(Natural language region descriptions)
───

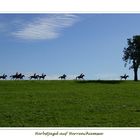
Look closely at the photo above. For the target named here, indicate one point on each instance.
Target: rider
(16, 73)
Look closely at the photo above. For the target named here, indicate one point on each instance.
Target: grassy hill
(69, 103)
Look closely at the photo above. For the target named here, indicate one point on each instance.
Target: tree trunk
(135, 74)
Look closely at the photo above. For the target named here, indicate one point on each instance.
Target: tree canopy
(132, 54)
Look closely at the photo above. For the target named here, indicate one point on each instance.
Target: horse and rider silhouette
(124, 76)
(17, 76)
(42, 76)
(63, 77)
(80, 76)
(35, 76)
(3, 76)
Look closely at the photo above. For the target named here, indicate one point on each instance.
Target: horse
(17, 76)
(34, 77)
(3, 76)
(63, 77)
(42, 76)
(124, 76)
(80, 76)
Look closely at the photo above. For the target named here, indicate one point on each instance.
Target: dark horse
(3, 76)
(17, 76)
(63, 76)
(124, 77)
(42, 76)
(34, 76)
(80, 76)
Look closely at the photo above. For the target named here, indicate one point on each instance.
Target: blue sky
(66, 43)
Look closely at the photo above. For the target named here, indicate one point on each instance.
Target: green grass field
(69, 103)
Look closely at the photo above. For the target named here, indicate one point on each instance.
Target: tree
(132, 54)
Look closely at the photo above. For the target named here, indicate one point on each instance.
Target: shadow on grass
(101, 81)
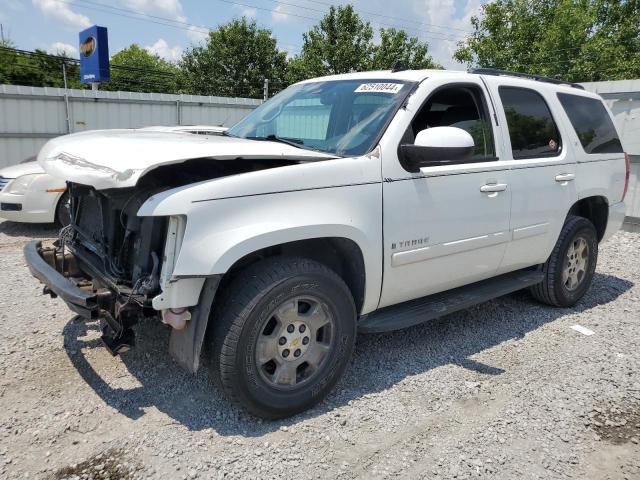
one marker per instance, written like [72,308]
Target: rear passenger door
[445,225]
[542,171]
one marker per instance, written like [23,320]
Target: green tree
[234,61]
[397,47]
[136,70]
[576,40]
[340,43]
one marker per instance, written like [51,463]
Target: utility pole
[66,96]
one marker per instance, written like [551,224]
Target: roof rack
[539,78]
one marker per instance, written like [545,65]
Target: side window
[592,123]
[532,130]
[463,107]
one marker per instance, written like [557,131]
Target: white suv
[370,201]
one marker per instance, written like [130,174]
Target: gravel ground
[504,390]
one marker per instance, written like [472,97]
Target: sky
[167,27]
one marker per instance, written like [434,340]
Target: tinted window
[592,124]
[461,107]
[532,130]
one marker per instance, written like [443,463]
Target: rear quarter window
[592,123]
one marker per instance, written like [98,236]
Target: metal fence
[623,98]
[29,116]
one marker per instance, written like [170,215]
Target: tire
[258,353]
[63,215]
[558,288]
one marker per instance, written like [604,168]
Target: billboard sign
[94,55]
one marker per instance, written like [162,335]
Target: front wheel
[283,336]
[571,266]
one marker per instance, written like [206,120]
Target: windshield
[341,117]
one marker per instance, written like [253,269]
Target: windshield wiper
[294,142]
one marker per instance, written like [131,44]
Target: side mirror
[437,146]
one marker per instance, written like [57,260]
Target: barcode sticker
[379,88]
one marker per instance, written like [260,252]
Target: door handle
[565,177]
[493,187]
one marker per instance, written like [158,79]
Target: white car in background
[29,195]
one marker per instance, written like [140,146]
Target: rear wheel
[571,266]
[283,336]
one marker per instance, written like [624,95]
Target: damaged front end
[107,263]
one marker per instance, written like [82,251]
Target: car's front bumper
[35,207]
[46,265]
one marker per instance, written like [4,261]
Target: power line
[203,29]
[401,19]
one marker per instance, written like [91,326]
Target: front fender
[231,217]
[221,232]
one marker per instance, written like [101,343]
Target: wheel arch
[595,209]
[342,255]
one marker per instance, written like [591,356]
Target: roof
[420,75]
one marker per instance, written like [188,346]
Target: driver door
[447,225]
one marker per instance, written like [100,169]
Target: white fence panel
[29,116]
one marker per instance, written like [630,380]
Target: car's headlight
[20,185]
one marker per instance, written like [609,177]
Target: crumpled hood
[118,158]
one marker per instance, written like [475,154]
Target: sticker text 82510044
[379,88]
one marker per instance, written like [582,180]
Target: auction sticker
[379,88]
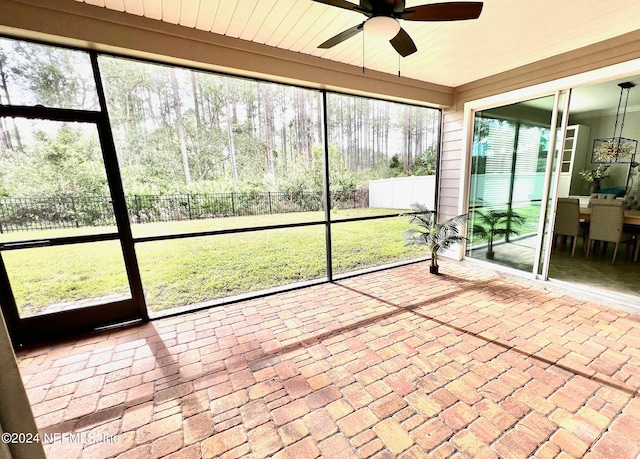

───

_Work request_
The records above must be retyped exactly. Please omit the pictures.

_Exercise answer_
Look closely at the photo above. For the target named here, indicate one point on each instance.
Target: rider
(16, 73)
Look closely at the photo above. For the target named here, indicate one point on each instance.
Target: grassy hill
(69, 103)
Look closely at the photo above. For the target named here, indicate one point on each instance.
Target: tree trunk
(135, 74)
Look closely at the photo above. For the target named here, indicate one point on each instance.
Target: tree canopy
(132, 54)
Look closely at the photo above. For the target named here, indicate one point on each instance.
Target: horse and rider silhouette
(124, 76)
(17, 76)
(42, 76)
(63, 77)
(80, 76)
(35, 76)
(3, 76)
Look closely at the photo above. For the target named here, indicate one point on each instance.
Target: horse
(17, 76)
(34, 77)
(3, 76)
(63, 77)
(42, 76)
(124, 76)
(80, 76)
Look closely at the photo above. For the target named here, indicate one point on each instance.
Target: dark horse
(3, 76)
(17, 76)
(63, 76)
(124, 77)
(42, 76)
(34, 76)
(80, 76)
Look closely at the photo above. For the target named here, indicate one point on each instance.
Target: blue sky
(66, 43)
Look closely at the photo above. For the target named here, indicate one point on each instance.
Target: green grass field
(69, 103)
Look closely at the photo above. For the target named here, indicate one point on each instance.
Target: tree
(132, 54)
Look closely at the photo above. For the target named here, indicate one point on each instance.
Target: shadow on grass
(101, 81)
one marker per instance, written like [72,308]
Target: rear passenger door
[445,225]
[542,171]
one marker per instance, written like [23,320]
Target: green tree
[234,61]
[397,47]
[136,70]
[576,40]
[340,43]
one marker per instance, written like [51,463]
Target: utility pole
[66,96]
one marker per instance, written like [551,224]
Target: roof rack
[539,78]
one marker per instance, written like [545,65]
Target: side window
[592,123]
[532,130]
[463,107]
one marker per instance, written like [557,131]
Target: white suv
[370,201]
one marker per instance, written like [130,174]
Target: gravel ground
[504,390]
one marker per instance, written like [472,97]
Target: sky
[167,27]
one marker per instance, written like [434,340]
Target: tinted window
[592,124]
[461,107]
[532,130]
one marker per instance, written like [443,463]
Target: rear quarter window
[592,123]
one marker per instance, written like [98,236]
Target: metal fence
[623,98]
[29,116]
one marker per instance, written like [170,215]
Target: tire
[258,353]
[63,215]
[558,288]
one marker per instance, written like [604,168]
Target: billboard sign
[94,55]
one marker per instance, written like [162,335]
Target: front wheel
[283,336]
[571,266]
one marker per instance, written like [206,120]
Target: windshield
[341,117]
one marker per instance, written like [253,269]
Target: windshield wiper
[294,142]
one marker per instance, written like [131,44]
Target: side mirror
[437,146]
one marker per instance, written like [57,260]
Target: barcode sticker
[379,88]
one marker per instance, written like [260,252]
Target: door handle
[565,177]
[493,187]
one marker per instance, written like [158,79]
Target: white car in background
[29,195]
one marker per instance, written like [140,146]
Target: rear wheel
[571,266]
[283,336]
one marker per instance, written like [624,95]
Target: damaged front end
[107,263]
one marker per instance, written like [82,251]
Target: car's front bumper
[35,207]
[46,265]
one marker per instance, written like [4,261]
Target: power line
[203,29]
[401,19]
one marker per instance, written like [91,326]
Target: front fender
[231,217]
[221,232]
one marker per instance, written like [101,343]
Target: wheel arch
[595,209]
[342,255]
one marker per instance, written like [591,356]
Target: roof
[420,75]
one marker per instance, written like [188,346]
Target: driver door
[447,225]
one marker per instance, written like [100,169]
Target: white fence panel
[29,116]
one marker per instance, written like [630,380]
Target: car's headlight
[20,185]
one marker per instance, written like [609,177]
Target: crumpled hood
[118,158]
one marker per instance, written like [475,154]
Target: sticker text 82510044
[379,88]
one marker per instance, written like [582,180]
Target: auction sticker
[379,88]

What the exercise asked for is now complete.